*TRY IT*.
Range to output from the entries below: the line containing "Target: green grass" through the line containing "shrub shown above.". Set it down exactly, ends included, nothing else.

*DATA FOR ANALYSIS*.
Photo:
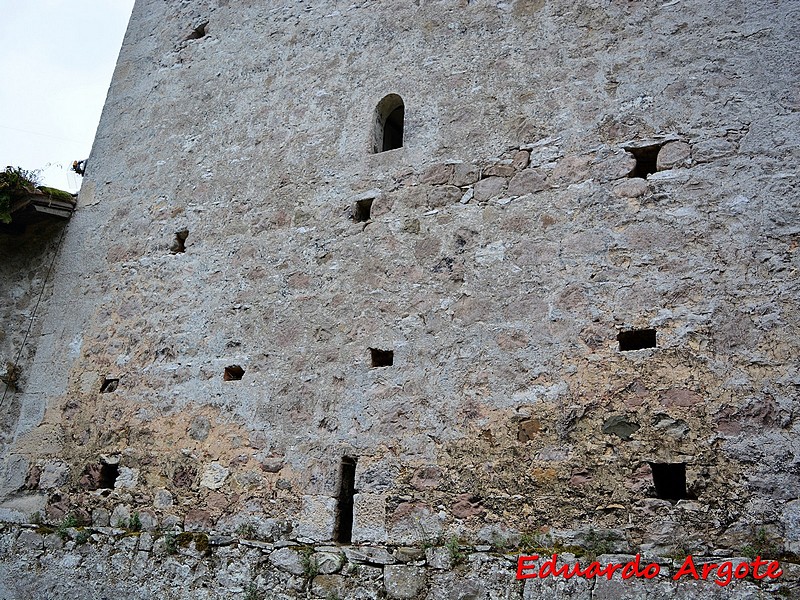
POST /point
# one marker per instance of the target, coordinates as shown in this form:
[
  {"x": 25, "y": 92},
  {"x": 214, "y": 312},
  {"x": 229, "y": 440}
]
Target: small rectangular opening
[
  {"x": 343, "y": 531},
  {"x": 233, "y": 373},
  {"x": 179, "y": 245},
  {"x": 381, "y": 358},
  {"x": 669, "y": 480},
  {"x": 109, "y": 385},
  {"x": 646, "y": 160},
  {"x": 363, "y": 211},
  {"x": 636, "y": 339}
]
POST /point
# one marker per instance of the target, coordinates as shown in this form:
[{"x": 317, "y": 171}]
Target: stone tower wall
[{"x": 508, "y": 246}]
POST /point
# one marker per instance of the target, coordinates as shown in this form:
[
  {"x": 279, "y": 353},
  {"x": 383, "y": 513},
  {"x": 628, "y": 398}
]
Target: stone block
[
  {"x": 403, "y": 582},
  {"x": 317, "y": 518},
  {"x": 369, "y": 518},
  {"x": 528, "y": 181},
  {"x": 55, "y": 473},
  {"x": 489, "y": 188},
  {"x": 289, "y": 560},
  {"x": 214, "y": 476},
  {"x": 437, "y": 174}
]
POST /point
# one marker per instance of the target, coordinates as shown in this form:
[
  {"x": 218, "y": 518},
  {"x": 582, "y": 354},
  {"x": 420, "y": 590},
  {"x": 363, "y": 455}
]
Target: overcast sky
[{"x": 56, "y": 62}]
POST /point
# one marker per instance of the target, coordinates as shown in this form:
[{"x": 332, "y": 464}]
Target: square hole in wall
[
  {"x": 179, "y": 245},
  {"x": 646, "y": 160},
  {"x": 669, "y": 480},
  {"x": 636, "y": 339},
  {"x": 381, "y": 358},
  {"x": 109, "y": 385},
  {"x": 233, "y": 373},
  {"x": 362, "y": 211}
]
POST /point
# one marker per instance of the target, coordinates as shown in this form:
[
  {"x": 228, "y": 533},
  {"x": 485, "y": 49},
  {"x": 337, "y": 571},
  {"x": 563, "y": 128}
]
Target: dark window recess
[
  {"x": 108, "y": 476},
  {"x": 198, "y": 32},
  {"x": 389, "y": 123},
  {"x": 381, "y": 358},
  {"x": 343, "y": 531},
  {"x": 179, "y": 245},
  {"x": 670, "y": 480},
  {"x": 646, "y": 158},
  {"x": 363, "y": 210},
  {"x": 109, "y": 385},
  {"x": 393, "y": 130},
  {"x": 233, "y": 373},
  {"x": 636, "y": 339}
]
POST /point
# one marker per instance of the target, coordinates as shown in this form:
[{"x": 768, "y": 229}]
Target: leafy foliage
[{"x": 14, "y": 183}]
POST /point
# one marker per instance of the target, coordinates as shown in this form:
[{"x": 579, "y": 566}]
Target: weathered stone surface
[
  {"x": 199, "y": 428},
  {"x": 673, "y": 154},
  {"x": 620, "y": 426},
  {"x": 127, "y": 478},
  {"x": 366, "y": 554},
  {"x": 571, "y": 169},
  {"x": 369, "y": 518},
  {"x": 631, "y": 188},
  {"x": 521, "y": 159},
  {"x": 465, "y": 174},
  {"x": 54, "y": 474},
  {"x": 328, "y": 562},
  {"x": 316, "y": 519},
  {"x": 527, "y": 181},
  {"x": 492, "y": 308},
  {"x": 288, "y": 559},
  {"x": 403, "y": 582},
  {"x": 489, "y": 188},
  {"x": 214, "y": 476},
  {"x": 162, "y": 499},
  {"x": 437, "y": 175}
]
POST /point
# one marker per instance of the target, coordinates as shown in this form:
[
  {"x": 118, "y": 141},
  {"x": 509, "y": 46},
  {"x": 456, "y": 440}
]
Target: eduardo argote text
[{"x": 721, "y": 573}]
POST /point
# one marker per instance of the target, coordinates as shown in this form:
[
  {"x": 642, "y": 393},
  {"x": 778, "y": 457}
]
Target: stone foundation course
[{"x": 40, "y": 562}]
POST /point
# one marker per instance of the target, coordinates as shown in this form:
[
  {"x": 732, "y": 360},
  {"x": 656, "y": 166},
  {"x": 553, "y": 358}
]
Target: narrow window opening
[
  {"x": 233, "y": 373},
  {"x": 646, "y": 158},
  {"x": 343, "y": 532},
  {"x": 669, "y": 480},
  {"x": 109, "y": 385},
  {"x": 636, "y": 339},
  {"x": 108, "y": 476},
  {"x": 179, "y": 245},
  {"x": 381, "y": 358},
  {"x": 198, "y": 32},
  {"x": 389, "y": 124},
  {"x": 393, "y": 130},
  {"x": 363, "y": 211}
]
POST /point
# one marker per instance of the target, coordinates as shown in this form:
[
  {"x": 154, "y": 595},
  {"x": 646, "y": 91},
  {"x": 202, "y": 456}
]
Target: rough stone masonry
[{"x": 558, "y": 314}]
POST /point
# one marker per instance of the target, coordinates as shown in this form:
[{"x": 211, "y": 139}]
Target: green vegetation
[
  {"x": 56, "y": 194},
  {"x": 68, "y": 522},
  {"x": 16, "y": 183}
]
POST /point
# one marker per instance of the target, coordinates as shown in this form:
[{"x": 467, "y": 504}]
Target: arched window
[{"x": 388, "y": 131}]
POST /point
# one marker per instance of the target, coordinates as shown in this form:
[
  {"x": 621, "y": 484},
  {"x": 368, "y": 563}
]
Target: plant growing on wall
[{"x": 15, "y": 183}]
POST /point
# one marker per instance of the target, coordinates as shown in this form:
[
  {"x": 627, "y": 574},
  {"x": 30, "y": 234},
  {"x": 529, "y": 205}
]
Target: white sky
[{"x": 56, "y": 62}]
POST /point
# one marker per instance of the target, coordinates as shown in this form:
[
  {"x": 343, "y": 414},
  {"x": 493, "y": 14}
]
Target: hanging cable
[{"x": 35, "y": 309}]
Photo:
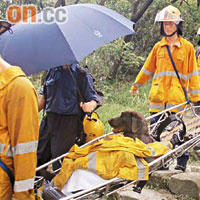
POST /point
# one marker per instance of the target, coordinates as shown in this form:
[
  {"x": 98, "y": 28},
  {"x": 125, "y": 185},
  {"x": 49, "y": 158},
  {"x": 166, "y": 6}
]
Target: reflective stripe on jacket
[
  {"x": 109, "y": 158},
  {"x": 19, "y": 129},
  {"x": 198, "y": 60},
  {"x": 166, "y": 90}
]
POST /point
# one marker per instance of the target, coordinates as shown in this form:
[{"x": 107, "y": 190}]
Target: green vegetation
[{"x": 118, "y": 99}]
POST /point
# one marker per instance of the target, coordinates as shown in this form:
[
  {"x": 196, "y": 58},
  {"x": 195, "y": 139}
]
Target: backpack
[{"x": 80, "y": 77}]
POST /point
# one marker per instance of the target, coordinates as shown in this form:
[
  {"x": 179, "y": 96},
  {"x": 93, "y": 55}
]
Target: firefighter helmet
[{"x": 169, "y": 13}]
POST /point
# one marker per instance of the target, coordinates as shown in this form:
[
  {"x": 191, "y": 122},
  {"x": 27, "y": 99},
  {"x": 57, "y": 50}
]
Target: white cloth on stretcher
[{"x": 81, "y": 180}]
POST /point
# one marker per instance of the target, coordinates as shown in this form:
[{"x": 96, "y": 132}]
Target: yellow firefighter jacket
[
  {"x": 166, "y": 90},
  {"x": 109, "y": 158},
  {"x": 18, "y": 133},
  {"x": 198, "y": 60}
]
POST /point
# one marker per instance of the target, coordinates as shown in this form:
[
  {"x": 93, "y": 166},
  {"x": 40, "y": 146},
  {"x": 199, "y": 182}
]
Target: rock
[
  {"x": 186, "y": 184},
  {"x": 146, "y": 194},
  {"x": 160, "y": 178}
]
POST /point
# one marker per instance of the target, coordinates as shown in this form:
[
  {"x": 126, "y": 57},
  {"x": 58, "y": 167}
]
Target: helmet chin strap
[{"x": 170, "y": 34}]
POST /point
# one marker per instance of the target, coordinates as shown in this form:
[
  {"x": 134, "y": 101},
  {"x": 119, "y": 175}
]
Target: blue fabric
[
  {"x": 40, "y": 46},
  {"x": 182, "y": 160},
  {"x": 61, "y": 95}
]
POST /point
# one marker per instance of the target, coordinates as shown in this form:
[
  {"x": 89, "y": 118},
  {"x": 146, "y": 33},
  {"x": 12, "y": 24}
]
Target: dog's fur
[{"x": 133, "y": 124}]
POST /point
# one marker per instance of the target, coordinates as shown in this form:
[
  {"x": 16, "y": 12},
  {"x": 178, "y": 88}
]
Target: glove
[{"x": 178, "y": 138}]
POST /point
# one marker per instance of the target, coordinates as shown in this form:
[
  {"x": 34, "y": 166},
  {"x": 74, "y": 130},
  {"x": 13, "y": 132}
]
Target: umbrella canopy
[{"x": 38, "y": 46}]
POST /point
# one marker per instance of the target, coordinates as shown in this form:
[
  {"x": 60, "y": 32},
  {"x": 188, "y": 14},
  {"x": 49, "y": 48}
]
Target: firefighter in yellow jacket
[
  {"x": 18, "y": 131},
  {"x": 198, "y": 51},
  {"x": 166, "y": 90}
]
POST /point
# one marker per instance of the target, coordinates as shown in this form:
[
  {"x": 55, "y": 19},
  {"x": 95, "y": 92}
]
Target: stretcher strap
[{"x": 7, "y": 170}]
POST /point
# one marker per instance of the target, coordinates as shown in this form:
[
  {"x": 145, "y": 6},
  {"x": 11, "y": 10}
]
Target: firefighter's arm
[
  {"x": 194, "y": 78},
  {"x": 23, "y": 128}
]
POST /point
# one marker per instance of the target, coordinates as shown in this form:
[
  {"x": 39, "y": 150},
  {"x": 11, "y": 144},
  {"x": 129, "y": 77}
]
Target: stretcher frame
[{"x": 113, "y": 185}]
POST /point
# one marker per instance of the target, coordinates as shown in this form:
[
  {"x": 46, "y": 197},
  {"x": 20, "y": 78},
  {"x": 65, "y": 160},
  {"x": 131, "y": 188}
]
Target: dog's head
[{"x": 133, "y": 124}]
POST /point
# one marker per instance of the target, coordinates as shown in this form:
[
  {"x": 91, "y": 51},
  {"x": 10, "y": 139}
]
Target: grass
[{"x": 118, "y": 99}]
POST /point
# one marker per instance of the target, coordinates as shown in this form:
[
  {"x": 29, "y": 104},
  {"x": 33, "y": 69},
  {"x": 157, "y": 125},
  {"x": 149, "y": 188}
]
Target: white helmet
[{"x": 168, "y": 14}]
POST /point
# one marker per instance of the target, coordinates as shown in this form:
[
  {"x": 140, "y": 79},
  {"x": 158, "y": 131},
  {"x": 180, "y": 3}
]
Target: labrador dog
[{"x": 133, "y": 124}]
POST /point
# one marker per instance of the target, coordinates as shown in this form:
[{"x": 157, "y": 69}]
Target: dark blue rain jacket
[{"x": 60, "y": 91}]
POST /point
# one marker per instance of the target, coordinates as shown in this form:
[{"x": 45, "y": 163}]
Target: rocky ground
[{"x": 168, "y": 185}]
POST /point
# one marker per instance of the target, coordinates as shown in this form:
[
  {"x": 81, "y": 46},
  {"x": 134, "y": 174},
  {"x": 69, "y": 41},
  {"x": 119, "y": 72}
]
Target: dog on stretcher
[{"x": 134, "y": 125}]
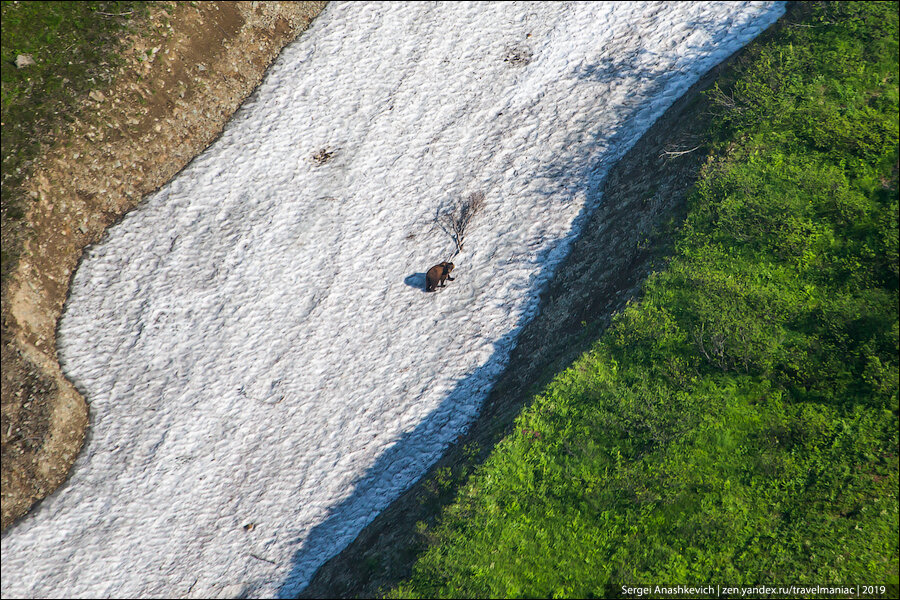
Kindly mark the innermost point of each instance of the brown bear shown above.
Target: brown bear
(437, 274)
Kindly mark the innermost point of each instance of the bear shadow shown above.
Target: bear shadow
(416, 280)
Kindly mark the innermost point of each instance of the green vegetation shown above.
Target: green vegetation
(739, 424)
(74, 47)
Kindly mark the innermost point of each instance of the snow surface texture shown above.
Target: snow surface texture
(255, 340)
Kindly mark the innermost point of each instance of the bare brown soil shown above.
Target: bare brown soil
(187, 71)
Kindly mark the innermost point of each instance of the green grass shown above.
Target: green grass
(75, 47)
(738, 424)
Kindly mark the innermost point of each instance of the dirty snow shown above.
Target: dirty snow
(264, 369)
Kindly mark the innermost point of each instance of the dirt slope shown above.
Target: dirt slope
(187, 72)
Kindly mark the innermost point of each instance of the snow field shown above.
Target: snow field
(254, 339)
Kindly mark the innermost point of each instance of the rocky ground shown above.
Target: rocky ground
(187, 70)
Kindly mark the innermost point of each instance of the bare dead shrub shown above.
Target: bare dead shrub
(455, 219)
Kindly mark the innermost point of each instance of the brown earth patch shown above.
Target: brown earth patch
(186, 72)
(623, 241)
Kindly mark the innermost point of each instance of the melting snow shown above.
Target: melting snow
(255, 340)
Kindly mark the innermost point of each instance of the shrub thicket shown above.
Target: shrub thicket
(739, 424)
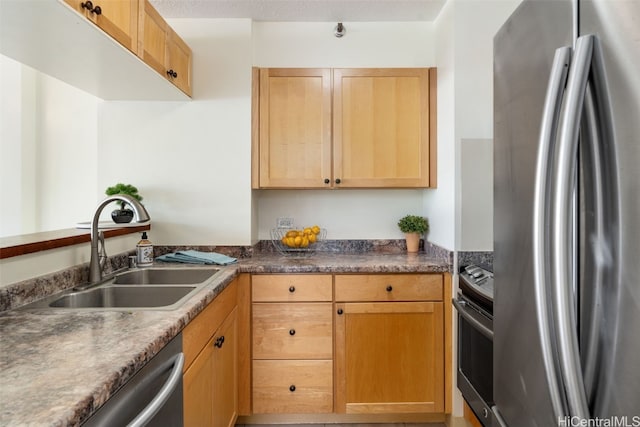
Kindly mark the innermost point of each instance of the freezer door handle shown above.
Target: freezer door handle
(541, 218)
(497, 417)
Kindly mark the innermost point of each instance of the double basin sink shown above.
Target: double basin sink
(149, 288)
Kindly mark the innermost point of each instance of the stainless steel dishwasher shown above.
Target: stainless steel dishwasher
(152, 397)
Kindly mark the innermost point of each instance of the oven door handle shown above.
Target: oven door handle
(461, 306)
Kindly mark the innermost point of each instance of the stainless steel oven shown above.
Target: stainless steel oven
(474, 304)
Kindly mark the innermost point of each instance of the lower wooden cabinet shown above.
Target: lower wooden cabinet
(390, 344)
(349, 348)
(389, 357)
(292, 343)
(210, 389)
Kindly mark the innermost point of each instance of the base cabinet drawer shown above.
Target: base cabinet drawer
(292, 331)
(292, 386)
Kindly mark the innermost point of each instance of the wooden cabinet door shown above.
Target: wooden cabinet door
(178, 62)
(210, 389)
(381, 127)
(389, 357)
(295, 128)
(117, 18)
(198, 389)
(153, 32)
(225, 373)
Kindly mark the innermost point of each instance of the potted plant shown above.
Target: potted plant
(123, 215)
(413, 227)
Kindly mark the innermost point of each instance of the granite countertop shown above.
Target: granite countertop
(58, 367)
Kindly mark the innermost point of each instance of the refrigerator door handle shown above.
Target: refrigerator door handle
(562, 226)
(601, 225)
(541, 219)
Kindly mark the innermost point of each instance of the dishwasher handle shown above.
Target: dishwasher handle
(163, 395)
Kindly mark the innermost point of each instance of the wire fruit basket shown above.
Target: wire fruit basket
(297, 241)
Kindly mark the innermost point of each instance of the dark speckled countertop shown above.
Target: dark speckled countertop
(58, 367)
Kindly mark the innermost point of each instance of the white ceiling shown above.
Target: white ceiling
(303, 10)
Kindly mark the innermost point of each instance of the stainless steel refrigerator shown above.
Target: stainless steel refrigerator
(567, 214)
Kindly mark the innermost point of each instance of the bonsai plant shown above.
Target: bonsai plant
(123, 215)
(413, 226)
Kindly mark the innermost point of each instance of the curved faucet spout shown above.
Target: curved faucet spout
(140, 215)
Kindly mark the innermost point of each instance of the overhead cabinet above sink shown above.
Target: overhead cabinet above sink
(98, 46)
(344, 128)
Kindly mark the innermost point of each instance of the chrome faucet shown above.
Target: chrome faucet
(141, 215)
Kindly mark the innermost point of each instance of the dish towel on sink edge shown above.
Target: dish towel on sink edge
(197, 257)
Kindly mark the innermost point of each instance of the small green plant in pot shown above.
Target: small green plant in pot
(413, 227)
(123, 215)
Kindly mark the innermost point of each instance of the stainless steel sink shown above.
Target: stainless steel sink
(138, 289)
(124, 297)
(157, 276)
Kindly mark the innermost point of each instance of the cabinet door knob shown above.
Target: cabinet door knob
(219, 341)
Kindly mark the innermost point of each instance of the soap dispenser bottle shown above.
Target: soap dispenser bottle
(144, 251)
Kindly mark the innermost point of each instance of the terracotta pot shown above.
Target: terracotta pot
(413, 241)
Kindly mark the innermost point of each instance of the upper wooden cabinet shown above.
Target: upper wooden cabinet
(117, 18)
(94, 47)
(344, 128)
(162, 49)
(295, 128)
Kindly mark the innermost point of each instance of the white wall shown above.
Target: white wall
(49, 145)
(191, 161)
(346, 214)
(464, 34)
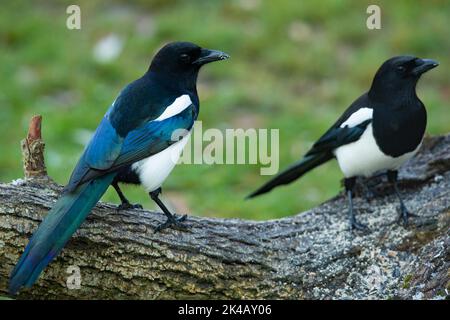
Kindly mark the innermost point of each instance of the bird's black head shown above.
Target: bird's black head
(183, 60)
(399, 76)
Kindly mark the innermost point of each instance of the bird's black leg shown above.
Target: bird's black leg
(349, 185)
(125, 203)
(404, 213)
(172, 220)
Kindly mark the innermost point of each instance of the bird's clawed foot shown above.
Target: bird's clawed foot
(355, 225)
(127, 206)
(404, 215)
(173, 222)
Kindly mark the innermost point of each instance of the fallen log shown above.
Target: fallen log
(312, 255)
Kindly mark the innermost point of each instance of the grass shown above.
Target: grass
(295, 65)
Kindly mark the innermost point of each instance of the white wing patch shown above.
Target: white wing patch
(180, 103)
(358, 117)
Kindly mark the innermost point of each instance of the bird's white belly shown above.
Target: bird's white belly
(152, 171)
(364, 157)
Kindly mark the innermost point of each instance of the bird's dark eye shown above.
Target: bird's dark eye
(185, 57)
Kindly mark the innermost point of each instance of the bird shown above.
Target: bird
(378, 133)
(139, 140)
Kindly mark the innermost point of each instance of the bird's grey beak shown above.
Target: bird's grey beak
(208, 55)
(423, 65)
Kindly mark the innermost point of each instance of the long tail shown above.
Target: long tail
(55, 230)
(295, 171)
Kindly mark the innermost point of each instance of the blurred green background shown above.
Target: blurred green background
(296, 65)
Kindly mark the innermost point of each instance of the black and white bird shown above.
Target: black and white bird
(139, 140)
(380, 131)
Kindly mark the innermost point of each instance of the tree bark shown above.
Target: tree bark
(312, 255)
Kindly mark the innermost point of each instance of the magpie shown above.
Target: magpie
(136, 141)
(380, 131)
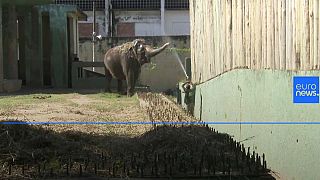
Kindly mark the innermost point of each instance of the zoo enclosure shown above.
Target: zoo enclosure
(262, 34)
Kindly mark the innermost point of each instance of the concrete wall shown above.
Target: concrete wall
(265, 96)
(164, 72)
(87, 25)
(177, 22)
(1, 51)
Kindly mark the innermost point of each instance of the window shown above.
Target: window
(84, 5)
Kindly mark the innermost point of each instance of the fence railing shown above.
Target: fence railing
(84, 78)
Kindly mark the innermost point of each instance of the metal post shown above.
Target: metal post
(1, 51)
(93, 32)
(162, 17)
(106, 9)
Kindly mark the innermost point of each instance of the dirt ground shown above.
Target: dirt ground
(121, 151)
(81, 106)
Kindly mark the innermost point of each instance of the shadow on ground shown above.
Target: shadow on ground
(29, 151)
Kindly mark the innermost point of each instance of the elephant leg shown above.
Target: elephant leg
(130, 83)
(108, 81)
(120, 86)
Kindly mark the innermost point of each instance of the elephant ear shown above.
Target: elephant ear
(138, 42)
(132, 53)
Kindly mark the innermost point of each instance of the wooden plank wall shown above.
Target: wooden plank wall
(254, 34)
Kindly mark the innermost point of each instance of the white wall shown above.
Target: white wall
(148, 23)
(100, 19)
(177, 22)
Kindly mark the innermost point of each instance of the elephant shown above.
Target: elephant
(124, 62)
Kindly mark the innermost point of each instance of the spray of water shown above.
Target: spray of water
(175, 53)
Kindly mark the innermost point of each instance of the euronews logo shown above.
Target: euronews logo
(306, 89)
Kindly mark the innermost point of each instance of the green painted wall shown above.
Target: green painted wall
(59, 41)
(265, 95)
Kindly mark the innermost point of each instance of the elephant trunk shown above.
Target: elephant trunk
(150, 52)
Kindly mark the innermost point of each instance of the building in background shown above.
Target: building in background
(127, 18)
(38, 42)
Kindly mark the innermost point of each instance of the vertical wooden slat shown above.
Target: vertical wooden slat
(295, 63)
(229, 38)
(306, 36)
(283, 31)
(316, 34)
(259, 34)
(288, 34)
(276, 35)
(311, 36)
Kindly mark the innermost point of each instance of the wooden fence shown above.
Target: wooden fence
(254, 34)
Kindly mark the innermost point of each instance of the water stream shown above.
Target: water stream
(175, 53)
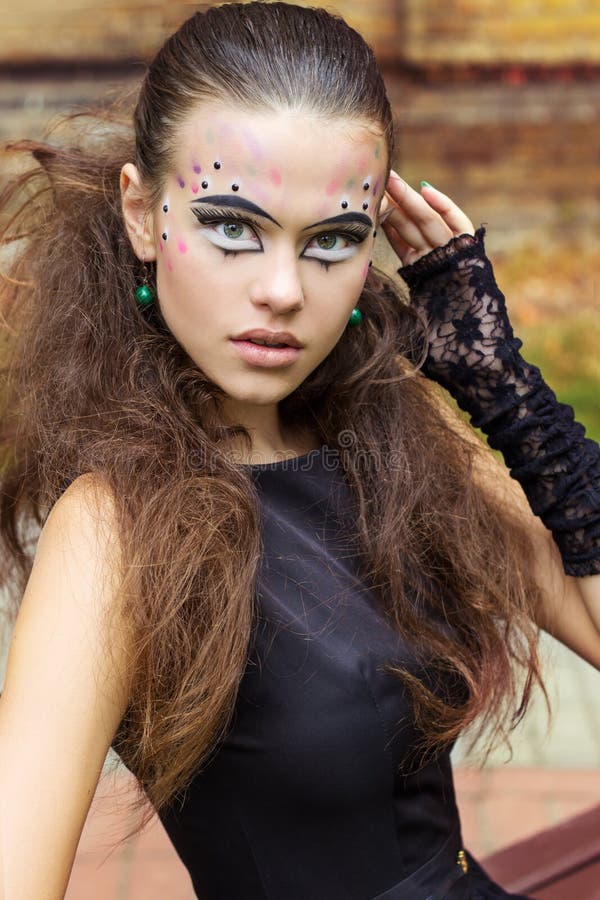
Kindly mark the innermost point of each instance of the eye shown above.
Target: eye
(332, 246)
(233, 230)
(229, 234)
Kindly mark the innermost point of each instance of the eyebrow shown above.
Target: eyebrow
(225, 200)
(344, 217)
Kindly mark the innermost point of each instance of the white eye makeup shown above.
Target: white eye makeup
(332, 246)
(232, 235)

*EXERCISE RESULT*.
Target: green grass
(75, 47)
(738, 424)
Kindly mark the innermost point of each instance of the dirty snow shown above.
Target: dirty snow
(264, 369)
Kindly mark the innermost point of each instance of the dirt slope shown above.
Target: dirt slope
(187, 72)
Kindly mark the innermost point of each instance of the snow field shown above.
Target: snow field
(254, 339)
Kindly mark the innermost point of each instance of the rocky ground shown above.
Target: rocky ground
(187, 70)
Kindly mark the innermost point of each instance of the bare dead shrub shown above.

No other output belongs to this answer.